# TEXTE EXTRAIT
===============

Petit détail qui n’en est pas un ! « Je souffre d’une odeur de pisse dans certaines rues ! Il faut savoir qu’à Montpellier il faut toujours payer pour pisser !».

- MF : Nous avons envoyé un courrier à la mairie pour demander des toilettes publiques gratuites : nous n’avons pas eu de réponse…

- CB : Place de la Comédie vous avez touché un public différent.

- MF : Il y a quelques années, encouragés par la réussite de débats qui avaient touché 70 à 80 personnes, nous avions essayé de donner une suite 1 mois plus tard : 4 personnes sont venues !

Cette après midi, une jeune femme en difficulté avec ses collègues de rue, nous a demandés qu’ATD rencontre les policiers. Pourquoi pas essayer de faire dialoguer des SDF et des policiers ?

- JG : raconte ce qu’il a vécu récemment en rapportant au bureau de police une enveloppe pleine de documents trouvée dans une cabine téléphonique au nom d’une personne française et israélite.
Prévenue par lui, cette personne n’a pu obtenir ses documents, soi disant non parvenus. Ils ne lui ont été restitués qu’après son intervention. C’était un vrai délit de gueule ! Les SDF ont une haine pour les policiers !

- CB : Constatez vous une évolution de l’institution depuis 5 ans que cette journée du refus de la misère existe ?

- JG : elle est relayée par les journaux. Il y a une prise de conscience que cela peut nous arriver.

- MF : L’an passé n’a pas été
très réussie car nous avions posé une question
trop difficile : « venez témoigner sur des actes de
résistance ». Cette année nous avions
décidé de partir de l’expérience des gens.

ATD fait partie d’un collectif de 40 à 50 associations qui
se rendent compte que la précarisation augmente, que les mesures
proposées sont trop à court terme, qu’il y a des
mesures d’accompagnement mais peu de moyens pour ceux qui sont le
plus précaire. Nous nous inquiétons des projets du
parlement sur l’évaluation des résultats des
associations. Sur quels critères va porter cette
évaluation ? Pour atteindre les résultats attendus il y
aura intérêt à s’occuper des moins atteints !

===============

Items issus d'une collection:
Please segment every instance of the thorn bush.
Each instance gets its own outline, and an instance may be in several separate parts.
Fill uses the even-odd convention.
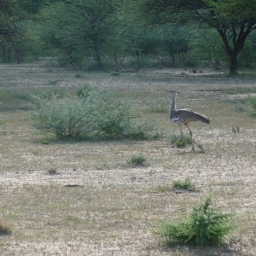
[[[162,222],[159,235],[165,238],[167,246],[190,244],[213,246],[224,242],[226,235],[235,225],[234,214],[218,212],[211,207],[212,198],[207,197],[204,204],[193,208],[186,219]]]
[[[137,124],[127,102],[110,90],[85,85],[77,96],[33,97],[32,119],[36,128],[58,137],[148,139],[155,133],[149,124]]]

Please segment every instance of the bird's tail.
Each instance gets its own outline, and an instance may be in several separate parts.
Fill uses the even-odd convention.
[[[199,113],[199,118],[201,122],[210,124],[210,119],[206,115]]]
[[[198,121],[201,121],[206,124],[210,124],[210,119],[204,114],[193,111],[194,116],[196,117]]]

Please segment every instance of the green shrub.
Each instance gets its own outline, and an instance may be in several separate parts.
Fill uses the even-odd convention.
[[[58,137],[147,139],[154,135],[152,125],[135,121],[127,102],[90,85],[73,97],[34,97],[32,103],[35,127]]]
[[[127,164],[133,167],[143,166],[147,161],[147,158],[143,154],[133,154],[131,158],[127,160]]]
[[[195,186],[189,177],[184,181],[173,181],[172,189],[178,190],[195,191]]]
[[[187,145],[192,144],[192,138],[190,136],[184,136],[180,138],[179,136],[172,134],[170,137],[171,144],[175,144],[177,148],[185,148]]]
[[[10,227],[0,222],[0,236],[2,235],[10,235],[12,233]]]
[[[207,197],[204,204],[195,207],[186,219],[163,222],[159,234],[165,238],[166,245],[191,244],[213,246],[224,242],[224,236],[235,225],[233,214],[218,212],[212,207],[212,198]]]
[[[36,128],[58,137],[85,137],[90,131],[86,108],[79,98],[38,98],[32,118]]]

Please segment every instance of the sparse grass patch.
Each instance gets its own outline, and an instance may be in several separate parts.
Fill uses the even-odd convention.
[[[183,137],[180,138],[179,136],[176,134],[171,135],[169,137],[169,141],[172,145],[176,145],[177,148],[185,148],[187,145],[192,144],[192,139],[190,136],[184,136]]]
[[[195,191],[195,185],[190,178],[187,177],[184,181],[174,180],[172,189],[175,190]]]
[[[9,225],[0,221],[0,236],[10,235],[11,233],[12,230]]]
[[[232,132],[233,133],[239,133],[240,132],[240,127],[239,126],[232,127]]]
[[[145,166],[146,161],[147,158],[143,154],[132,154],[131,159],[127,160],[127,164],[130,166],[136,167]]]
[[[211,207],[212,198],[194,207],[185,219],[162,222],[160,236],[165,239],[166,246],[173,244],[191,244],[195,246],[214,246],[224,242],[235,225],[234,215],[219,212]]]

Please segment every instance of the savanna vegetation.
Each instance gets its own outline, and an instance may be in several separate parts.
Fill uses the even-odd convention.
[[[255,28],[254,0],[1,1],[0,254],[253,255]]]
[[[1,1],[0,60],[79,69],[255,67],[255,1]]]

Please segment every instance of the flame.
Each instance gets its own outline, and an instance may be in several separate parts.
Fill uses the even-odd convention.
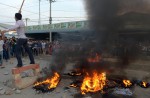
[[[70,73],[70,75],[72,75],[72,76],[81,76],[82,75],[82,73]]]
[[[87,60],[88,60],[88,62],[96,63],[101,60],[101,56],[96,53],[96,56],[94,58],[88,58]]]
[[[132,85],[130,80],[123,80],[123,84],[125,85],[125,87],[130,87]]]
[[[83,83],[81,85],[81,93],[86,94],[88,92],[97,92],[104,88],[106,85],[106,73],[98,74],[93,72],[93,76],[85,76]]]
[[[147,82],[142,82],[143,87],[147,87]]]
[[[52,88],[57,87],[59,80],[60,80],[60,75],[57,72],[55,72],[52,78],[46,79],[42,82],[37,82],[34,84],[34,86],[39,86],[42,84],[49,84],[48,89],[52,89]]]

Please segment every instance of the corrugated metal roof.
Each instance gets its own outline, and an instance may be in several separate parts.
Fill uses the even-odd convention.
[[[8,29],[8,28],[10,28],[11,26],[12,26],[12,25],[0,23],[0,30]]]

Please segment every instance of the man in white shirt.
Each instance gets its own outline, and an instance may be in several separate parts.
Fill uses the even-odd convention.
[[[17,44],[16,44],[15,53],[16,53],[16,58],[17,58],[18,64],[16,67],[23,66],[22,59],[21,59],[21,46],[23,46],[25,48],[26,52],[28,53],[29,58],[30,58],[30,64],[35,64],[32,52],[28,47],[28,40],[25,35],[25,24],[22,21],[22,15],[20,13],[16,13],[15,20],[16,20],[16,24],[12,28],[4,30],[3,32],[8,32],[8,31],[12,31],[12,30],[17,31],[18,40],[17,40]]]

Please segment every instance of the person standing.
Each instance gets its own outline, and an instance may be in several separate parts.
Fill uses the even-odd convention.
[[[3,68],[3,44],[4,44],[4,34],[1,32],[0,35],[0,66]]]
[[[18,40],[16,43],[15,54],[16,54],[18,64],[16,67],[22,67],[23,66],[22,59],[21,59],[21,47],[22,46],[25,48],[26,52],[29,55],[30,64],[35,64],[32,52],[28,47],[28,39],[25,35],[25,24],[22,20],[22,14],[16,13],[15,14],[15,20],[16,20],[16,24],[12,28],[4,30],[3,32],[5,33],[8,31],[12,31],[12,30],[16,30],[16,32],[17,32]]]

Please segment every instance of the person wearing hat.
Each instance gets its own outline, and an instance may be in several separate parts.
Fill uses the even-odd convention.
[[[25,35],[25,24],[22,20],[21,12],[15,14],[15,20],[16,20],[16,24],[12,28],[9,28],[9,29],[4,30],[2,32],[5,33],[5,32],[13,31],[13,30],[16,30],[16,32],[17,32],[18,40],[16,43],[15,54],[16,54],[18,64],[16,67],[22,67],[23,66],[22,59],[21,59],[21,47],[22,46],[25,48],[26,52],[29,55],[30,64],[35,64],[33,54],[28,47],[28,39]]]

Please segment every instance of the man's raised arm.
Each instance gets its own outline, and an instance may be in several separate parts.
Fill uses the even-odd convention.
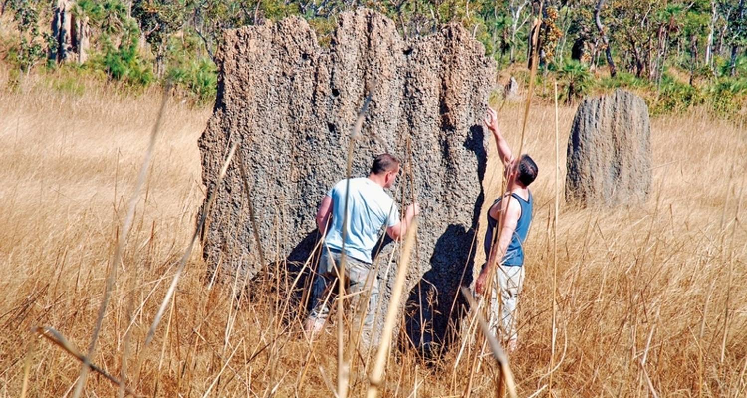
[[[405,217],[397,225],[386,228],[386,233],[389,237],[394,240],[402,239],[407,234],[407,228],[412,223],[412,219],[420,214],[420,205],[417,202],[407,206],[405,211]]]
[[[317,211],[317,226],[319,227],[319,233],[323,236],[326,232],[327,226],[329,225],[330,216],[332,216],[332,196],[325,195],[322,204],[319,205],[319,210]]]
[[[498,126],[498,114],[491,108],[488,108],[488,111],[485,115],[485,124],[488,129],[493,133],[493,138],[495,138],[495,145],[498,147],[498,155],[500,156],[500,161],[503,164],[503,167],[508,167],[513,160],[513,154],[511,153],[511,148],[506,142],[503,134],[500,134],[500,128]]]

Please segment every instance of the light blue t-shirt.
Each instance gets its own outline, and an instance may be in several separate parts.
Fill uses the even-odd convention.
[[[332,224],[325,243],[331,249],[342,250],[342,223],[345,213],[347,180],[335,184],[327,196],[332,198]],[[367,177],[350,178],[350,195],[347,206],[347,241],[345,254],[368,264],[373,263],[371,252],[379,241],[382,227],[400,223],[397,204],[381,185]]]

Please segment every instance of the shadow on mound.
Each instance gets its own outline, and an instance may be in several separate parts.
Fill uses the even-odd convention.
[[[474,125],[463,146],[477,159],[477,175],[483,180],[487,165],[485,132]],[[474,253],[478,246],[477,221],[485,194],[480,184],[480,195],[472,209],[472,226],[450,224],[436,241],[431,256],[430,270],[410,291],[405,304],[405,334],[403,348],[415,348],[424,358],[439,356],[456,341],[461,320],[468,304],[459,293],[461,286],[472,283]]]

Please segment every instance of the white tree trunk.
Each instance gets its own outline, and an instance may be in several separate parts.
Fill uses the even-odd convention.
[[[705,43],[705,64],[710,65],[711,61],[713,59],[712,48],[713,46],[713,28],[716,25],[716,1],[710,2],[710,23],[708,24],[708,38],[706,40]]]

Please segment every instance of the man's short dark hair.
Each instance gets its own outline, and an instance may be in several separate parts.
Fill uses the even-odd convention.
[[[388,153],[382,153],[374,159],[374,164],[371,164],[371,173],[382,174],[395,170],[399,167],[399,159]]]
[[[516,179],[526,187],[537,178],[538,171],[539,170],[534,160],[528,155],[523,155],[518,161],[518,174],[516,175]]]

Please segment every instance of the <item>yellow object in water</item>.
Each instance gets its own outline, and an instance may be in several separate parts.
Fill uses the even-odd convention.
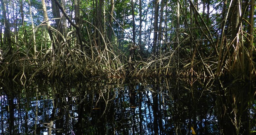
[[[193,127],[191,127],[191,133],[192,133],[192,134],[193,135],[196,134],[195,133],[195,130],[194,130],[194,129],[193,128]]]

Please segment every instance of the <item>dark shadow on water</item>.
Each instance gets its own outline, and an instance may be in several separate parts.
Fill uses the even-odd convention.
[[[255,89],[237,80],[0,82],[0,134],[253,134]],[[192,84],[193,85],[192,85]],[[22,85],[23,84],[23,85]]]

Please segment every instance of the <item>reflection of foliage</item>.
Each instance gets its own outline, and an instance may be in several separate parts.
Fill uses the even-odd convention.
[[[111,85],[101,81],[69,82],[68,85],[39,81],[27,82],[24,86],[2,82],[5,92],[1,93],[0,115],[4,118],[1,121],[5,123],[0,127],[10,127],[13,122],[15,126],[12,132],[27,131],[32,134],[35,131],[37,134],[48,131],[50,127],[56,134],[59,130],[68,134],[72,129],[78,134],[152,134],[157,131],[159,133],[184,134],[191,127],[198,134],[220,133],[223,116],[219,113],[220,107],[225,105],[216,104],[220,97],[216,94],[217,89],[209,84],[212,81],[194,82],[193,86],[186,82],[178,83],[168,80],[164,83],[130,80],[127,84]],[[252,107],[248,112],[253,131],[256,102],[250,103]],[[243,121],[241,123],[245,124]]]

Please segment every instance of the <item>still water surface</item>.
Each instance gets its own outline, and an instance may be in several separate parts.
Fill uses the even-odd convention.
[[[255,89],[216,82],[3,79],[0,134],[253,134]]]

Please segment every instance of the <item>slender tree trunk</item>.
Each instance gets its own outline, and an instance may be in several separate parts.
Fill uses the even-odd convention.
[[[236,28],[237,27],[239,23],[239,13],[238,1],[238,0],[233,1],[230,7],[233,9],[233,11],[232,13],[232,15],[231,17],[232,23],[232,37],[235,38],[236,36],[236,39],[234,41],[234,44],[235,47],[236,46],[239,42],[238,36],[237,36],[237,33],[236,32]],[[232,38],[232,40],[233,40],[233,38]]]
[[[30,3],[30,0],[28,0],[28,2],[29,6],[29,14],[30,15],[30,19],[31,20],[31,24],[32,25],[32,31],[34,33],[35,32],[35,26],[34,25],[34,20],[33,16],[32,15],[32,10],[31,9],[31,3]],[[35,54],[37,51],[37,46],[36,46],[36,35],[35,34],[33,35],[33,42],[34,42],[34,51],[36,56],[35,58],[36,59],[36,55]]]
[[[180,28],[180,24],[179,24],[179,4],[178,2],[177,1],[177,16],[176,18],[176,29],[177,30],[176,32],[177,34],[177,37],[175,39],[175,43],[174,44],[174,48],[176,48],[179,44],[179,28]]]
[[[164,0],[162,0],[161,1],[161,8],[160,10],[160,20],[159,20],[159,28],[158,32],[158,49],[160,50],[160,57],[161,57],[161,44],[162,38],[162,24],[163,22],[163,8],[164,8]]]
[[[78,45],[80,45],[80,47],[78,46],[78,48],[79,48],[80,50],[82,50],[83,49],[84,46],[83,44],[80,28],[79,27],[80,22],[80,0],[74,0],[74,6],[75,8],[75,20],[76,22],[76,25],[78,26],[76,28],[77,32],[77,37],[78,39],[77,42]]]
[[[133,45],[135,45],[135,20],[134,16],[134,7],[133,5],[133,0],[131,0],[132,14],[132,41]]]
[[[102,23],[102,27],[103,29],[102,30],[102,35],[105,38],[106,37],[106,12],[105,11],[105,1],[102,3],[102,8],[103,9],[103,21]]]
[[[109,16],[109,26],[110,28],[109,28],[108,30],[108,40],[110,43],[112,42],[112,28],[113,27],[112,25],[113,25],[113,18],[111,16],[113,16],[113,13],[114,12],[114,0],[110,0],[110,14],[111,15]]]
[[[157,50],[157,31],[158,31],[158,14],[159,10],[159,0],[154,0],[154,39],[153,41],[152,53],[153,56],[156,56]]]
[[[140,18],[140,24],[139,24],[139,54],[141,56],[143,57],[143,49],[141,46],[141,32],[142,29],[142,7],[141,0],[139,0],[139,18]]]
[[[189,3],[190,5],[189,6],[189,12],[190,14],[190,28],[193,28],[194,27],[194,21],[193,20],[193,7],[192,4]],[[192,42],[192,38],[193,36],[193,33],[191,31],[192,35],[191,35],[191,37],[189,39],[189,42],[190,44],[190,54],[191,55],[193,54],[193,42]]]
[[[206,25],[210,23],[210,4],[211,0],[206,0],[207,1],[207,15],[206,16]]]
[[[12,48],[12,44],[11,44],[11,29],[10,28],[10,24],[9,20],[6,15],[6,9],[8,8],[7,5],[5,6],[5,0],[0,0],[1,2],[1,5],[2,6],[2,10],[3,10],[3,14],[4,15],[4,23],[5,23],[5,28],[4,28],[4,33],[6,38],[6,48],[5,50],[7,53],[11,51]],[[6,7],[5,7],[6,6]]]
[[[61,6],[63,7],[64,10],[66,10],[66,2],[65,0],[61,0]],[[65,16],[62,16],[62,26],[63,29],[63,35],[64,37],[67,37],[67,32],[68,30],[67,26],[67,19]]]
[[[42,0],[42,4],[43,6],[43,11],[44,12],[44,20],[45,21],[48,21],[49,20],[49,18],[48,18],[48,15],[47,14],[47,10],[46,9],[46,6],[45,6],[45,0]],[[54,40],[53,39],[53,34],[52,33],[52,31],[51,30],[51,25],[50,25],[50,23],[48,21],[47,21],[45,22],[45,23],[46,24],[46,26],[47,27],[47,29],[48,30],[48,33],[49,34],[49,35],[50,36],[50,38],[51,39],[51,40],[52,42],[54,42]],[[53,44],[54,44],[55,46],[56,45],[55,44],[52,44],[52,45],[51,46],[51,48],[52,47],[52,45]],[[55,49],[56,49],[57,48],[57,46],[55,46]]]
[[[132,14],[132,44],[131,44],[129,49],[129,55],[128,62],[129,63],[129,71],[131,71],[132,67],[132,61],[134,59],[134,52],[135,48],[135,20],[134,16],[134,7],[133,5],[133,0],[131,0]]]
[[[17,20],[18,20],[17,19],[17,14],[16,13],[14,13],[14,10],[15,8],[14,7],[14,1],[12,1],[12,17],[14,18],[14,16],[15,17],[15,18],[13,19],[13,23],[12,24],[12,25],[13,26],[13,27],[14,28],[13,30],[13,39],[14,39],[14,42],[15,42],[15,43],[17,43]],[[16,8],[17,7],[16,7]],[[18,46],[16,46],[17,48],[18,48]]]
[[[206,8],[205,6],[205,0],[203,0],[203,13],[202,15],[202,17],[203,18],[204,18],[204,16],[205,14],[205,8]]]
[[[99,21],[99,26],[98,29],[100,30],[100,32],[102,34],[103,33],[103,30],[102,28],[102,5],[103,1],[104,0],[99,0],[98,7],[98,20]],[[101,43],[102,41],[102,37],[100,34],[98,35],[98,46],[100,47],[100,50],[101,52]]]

===============

# CONSIGNES ÉCRITES
1. Recopiez mot pour mot le passage du texte extrait qui va de « - CB : Constatez » jusqu'à « peut nous arriver. » inclus.
2. Relevez toutes les initiales qui, dans le texte extrait, désignent les personnes qui prennent la parole.

# RÉPONSES PAR CONSIGNE
1.
- CB : Constatez vous une évolution de l’institution depuis 5 ans que cette journée du refus de la misère existe ?

- JG : elle est relayée par les journaux. Il y a une prise de conscience que cela peut nous arriver.

2. MF, CB, JG